ESERCIZIO:
Rendi tutto il materiale che segue come lista JSON di stringhe, una per ogni riga, tralasciando le righe vuote. Escludi le immagini dalla risposta.

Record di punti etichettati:
┌──

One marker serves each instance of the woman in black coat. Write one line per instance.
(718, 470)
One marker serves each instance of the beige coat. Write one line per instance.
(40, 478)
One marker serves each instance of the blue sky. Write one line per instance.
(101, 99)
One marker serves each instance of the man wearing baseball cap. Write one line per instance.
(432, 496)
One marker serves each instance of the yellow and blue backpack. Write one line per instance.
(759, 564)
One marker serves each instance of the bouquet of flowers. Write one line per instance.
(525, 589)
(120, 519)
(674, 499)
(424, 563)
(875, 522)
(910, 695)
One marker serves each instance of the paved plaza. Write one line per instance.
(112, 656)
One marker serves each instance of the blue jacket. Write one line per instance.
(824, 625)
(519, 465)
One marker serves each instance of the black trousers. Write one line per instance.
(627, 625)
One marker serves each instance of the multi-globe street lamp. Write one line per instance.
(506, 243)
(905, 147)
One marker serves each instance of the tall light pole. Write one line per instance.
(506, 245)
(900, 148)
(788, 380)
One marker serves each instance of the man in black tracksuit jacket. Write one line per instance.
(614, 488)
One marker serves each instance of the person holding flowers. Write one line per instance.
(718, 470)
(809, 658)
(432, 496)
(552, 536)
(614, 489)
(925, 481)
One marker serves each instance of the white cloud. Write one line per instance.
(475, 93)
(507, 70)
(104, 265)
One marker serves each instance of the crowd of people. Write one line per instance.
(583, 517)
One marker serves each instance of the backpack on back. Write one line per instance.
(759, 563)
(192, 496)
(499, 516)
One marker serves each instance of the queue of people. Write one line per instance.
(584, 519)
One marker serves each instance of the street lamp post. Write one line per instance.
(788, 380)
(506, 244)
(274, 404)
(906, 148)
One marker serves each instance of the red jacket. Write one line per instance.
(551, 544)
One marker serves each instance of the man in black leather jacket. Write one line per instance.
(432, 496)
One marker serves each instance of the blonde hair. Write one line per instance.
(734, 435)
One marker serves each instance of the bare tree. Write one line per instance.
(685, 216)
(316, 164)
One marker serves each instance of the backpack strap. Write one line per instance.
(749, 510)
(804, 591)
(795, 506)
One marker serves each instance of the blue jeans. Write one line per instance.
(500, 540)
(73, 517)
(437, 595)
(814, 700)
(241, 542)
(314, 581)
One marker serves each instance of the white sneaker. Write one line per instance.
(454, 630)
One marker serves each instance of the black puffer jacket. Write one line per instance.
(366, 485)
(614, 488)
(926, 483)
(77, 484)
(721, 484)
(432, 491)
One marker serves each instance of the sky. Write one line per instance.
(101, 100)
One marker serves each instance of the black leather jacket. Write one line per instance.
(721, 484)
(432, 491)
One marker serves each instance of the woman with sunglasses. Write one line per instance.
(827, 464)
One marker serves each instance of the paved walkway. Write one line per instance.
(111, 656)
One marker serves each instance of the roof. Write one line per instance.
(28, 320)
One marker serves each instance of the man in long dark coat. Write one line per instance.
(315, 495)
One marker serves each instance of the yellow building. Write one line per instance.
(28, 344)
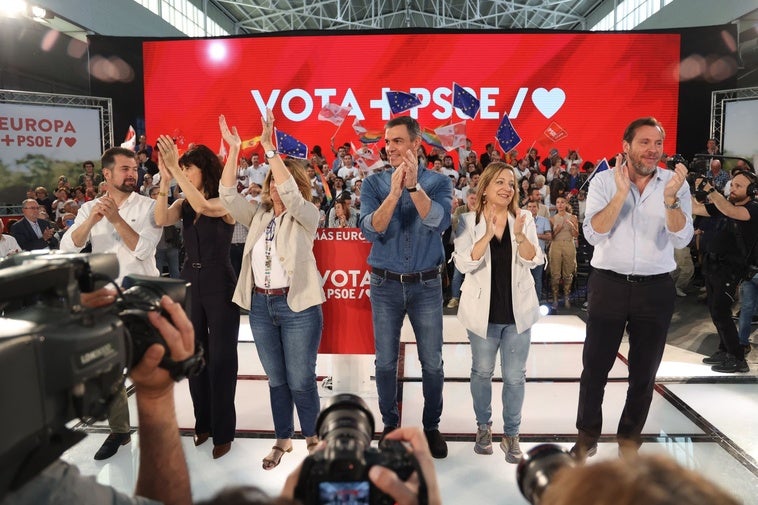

└──

SOLUZIONE:
[
  "One marker serves each instance of the woman in black coat. Write one line per instance.",
  "(718, 470)",
  "One marker serves each instance of the beige coat. Write one line per instance.",
  "(40, 478)",
  "One marker serves each instance of the blue sky. Write one line per instance.",
  "(101, 99)",
  "One marker serves each instance of the man wearing baseball cap. Write one line per instance.",
  "(432, 496)",
  "One marker serves each instance of the yellow and blue backpack. Write one line per instance.",
  "(759, 564)",
  "One marker serves each instance of the bouquet of flowers. Write one line per instance.",
  "(525, 589)",
  "(120, 519)",
  "(674, 499)",
  "(424, 563)",
  "(875, 522)",
  "(910, 695)",
  "One marker serves each instance of the paved plaza. Write one line per instance.",
  "(112, 656)",
  "One marker serves each instance of the blue jacket. Write one line per instance.",
  "(824, 625)",
  "(519, 465)",
  "One marker serves each instance of the black trousers. Write one line per instance.",
  "(627, 625)",
  "One marker serves each instance of the multi-globe street lamp. Write one line per instance.",
  "(506, 243)",
  "(905, 147)",
  "One marker serves each instance of the tall light pole. Write one line per instance.",
  "(506, 245)",
  "(900, 148)",
  "(788, 380)",
  "One marker serves each instance of the man in black tracksuit jacket. Write one line per instance.",
  "(614, 488)",
  "One marker serves each instance of the person holding flowers. Write one line per instance.",
  "(718, 470)",
  "(809, 658)",
  "(432, 496)",
  "(552, 536)",
  "(614, 489)",
  "(925, 481)",
  "One marker serves each instance of the white cloud. Write one line per instance.",
  "(475, 93)",
  "(507, 70)",
  "(104, 265)",
  "One marker serves each instance of the crowd of people. Write one line per instance.",
  "(583, 517)",
  "One marker serves each instance of the backpack on back. Write one line per instance.",
  "(759, 563)",
  "(192, 496)",
  "(499, 516)",
  "One marker serves each instance of the queue of people. Write one line per instance.",
  "(584, 519)",
  "One marker serves each instance of the street lamp post. Write one line per instance.",
  "(788, 380)",
  "(506, 244)",
  "(274, 404)",
  "(906, 148)",
  "One marker serves each instance of the red jacket. Write one line per instance.",
  "(551, 544)",
  "One marker serves each instance of the man in black leather jacket. Write one line per instance.",
  "(432, 496)",
  "One marker serves each instance of the blonde hair. Write one line per instance.",
  "(734, 435)",
  "One marker serves each instance of the bare tree. Write one line per instance.",
  "(685, 216)",
  "(316, 164)",
  "One marker serves each instance of the backpack strap. Write one line per instance.",
  "(749, 510)",
  "(804, 591)",
  "(795, 506)",
  "One marker serves each instance of the blue jeans. Write one line per instance.",
  "(500, 540)",
  "(73, 517)",
  "(437, 595)",
  "(814, 700)",
  "(241, 542)",
  "(314, 581)",
  "One marker serves each instance of the white sneaker. Write one line per instance.",
  "(454, 630)",
  "One marker serves each instance of the black puffer jacket. Write one line per instance.",
  "(366, 485)",
  "(614, 488)",
  "(926, 483)",
  "(77, 484)",
  "(721, 484)",
  "(432, 491)",
  "One marker serves each instance of the sky. Write one line per instance.",
  "(101, 100)",
  "One marker serves each instance of the black leather jacket. Write one line per instance.",
  "(721, 484)",
  "(432, 491)",
  "One marker serves each instance of the woman with sunglasses. Write one line per instance.",
  "(827, 464)",
  "One marker serves each instance of the paved walkway. Write one line per instance.",
  "(111, 656)",
  "One marker serves each instance of the roof. Write one line per instance.",
  "(28, 320)",
  "One marker serves each instance of the man in long dark coat. Write one line per instance.",
  "(315, 495)",
  "One marker serves each instance of the yellow building. Write one line per instance.",
  "(28, 344)"
]